--- Source extract ---

Warning was a UK-based doom metal band.

Warning flagged the rise of post-2000 wave of traditional doom metal, and were one of the most important, highly regarded and influential bands to emerge from the '90s doom metal scene.
The band was founded by guitarist/singer/songwriter Patrick Walker in 1994 in Harlow, Essex. Warning's music is notable for its down-tempo, progressive, melodic and heavy doom-laden sound; the idiosyncratic and poignant vocals of Patrick Walker; and his introspective, darkly-confessional lyrical themes.

The band released two demo tapes, Revelation Looms in February 1996 and Blessed by the Sabbath in March 1997, which led them to gain underground metal press attention and label interest.

Warning debuted in 1999 with The Strength to Dream on the Miskatonic Foundation label. With this album, Warning gained a cult status within doom metal circles, but they soon disbanded after their 2001 European tour with Jack Frost. They regrouped for an acclaimed performance at the Doom Shall Rise festival in Germany, 2005.

--- Given data ---

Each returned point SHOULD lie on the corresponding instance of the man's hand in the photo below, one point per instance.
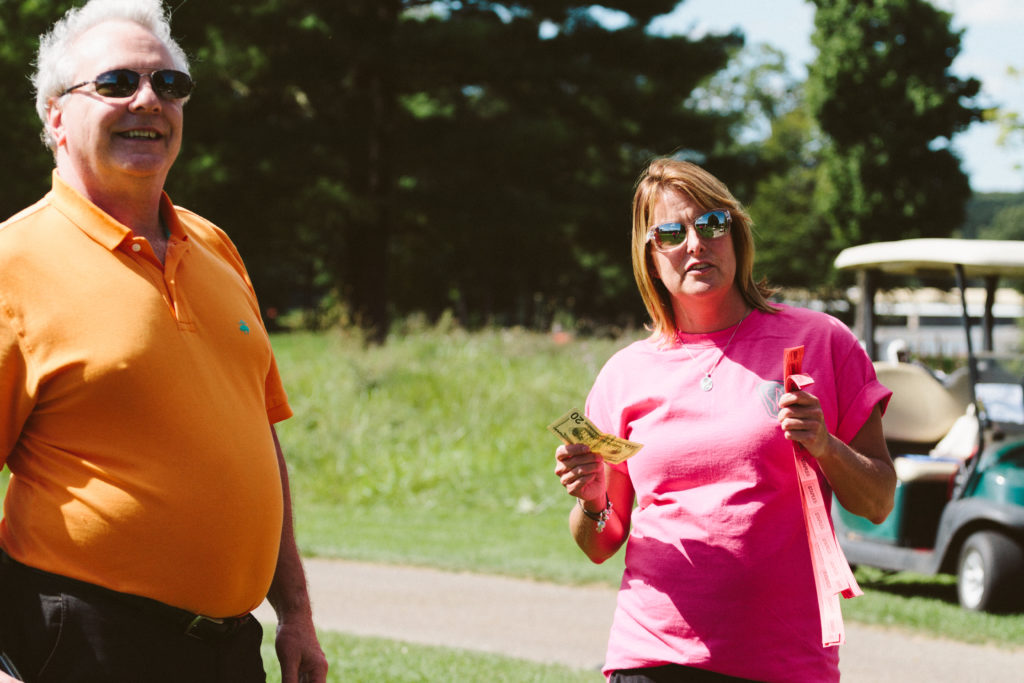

---

▶ **Exercises**
(a) Reproduce the passage of the Warning band text verbatim, starting at "Warning flagged the" and ending at "doom metal scene.".
(b) Carry on the text about the doom metal band Warning from the point where it stops.

▶ **Results of the exercise**
(a)
Warning flagged the rise of post-2000 wave of traditional doom metal, and were one of the most important, highly regarded and influential bands to emerge from the '90s doom metal scene.

(b)
In April 2006, following a Scandinavian tour with Reverend Bizarre at the start of the year, the band flew to Rosenquarz Studio in Lübeck, Germany, where they recorded their second album, Watching from a Distance. Released the following winter to enormous acclaim, it has been heralded as one of the most influential doom metal albums of the past 30 years and one of the landmark metal albums of the decade.

Both albums were initially released on vinyl by Metal Supremacy, each on gatefold double vinyl, as limited pressings, and later by Cyclone Empire, again as one-off pressings.
After an unauthorised and low-quality vinyl release by Kreation Records surfaced in 2012, Patrick acquired the rights to the band's recordings, and since then the many subsequent vinyl repressings have been licensed to Svart Records, with whom Patrick continues to have a strong working relationship.

Patrick Walker decided to discontinue the band in January 2009 and continues to write and record music as 40 Watt Sun.

Warning reunited for a performance at the 2017 edition of Roadburn Festival in the Netherlands, where they played Watching from a Distance in its entirety, after which they toured the album on both sides of the Atlantic in a series of celebrated live concerts.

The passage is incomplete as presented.